*** Passage to read
I’ve been using the Gemini Pro model for audio transcription tasks, and while the transcription quality is generally impressive, I’ve encountered significant issues with the accuracy of the generated timestamps.
However, we saw the new experimental LearnLM model is able to give proper timestamps for transcriptions.
Hi @Sahil_Alam, Welcome to the forum!
Which Gemini pro model version you were earlier using?? 001 or 002 ??
Hi @Govind_Keshari , we are using 002 version of gemini pro model
Hey @Sahil_Alam,
There is some issue with 002 version while doing audio transcription task, this is already escalated to the internal team. I recommend using 001 version as of now. If not using for production task, then keep on using experimental LearnLM model.
Thanks for the suggestion , it seems to be doing well with 001, is there a tracker where we can see the progress on this issue for the latest pro model.
******
*** Information given
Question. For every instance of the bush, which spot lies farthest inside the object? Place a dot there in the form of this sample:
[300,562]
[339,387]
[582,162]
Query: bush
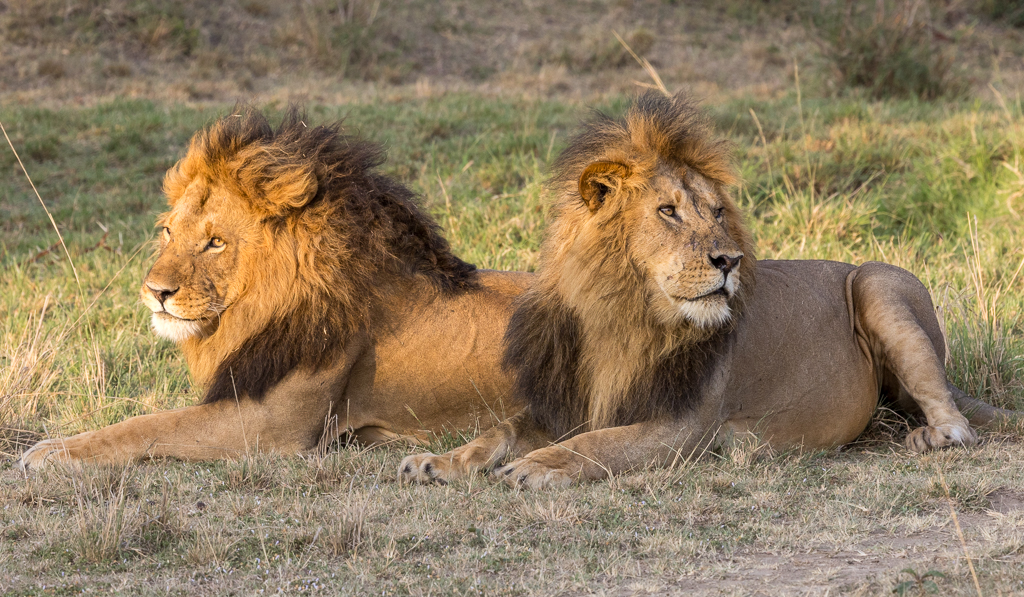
******
• What to do:
#1 Decide whether each statement agrees with the thread on Gemini Pro timestamps, answering yes or no and quoting the words from the thread that settle it. (a) The poster was using version 002 of the Gemini Pro model. (b) The reply recommends the experimental LearnLM model for production tasks. (c) The problem with version 002 has already been passed to the internal team.
#2 Answer these questions from the thread on Gemini Pro timestamps.
(a) What kind of task was the Gemini Pro model being used for?
(b) Which version of the model is recommended for now?
(c) What does the last message ask whether there is?
#3 Write the next part of the thread on Gemini Pro timestamps, starting after its final message.
The rows were taken from a different source than the thread on Gemini Pro timestamps.

• Answer list:
#1
(a) Yes: "we are using 002 version of gemini pro model"
(b) No: "If not using for production task, then keep on using experimental LearnLM model."
(c) Yes: "this is already escalated to the internal team"

#2
(a) Audio transcription tasks.
(b) Version 001.
(c) A tracker for following progress on the issue with the latest pro model.

#3
Hey @Sahil_Alam ,
There is no tracker as such but you can follow the release notes for the updates here
Sure, thank you @Govind_Keshari for your help
Hi @Govind_Keshari, can you update if there’s still an issue with gemini pro 002 for audio transcription? If so, can you give more details about the issue?
Hey @Moe_K, Welcome to the forum !!!
Whatever the issue was in previous model, our team tries to resolve in the upcoming model. So, you can try recently released “2.0-flash-exp”.